**INSTRUCTIONS FOR THE TASK:** Each line in the records that mentions the word "holder" needs to be listed.

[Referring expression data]
++++++

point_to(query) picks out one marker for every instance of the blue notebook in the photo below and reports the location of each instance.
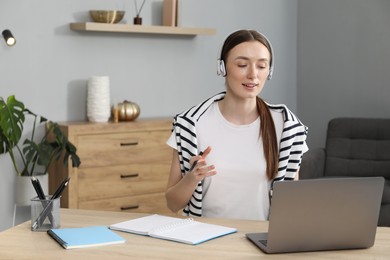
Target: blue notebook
(70, 238)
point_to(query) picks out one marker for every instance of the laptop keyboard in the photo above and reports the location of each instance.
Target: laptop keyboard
(263, 241)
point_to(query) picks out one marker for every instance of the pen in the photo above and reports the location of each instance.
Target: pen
(41, 194)
(60, 189)
(48, 207)
(38, 188)
(195, 163)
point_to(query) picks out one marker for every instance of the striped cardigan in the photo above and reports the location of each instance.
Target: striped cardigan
(292, 146)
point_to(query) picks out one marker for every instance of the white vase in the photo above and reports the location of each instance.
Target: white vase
(24, 190)
(98, 99)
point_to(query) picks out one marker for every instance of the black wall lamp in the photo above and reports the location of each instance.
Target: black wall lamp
(8, 37)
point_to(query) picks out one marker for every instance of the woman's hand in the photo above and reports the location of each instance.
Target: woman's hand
(200, 169)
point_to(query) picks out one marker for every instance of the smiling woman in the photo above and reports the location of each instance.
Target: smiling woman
(248, 144)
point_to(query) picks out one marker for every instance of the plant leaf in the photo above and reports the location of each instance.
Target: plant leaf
(11, 123)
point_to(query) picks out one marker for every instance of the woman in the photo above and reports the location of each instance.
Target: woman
(229, 149)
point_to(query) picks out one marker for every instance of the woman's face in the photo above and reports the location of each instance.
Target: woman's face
(247, 67)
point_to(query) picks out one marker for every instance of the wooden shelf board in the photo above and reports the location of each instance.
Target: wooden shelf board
(147, 29)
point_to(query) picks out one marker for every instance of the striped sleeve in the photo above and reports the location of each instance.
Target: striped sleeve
(184, 126)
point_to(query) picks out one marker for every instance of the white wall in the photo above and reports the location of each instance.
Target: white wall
(343, 62)
(48, 67)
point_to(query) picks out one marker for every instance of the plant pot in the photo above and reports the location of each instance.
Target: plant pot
(24, 190)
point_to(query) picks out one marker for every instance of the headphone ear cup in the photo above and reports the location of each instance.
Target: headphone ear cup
(221, 70)
(271, 71)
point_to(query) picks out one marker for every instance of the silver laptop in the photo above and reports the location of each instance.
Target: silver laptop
(322, 214)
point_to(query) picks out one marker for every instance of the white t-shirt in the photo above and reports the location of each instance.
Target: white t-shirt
(240, 188)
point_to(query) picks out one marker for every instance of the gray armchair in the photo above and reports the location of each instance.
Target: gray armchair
(355, 147)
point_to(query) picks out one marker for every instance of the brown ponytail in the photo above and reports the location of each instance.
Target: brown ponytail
(268, 134)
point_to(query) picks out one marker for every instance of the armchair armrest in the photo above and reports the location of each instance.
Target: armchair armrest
(313, 164)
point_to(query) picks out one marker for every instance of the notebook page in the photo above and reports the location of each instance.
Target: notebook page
(192, 232)
(143, 225)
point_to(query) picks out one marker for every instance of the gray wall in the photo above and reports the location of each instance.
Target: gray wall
(48, 67)
(343, 62)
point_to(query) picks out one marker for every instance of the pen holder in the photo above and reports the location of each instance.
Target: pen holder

++++++

**RESPONSE TO THE EXERCISE:**
point_to(query) picks out one marker for every instance of the pen holder in the photo above and reports the location of each instance.
Target: pen holder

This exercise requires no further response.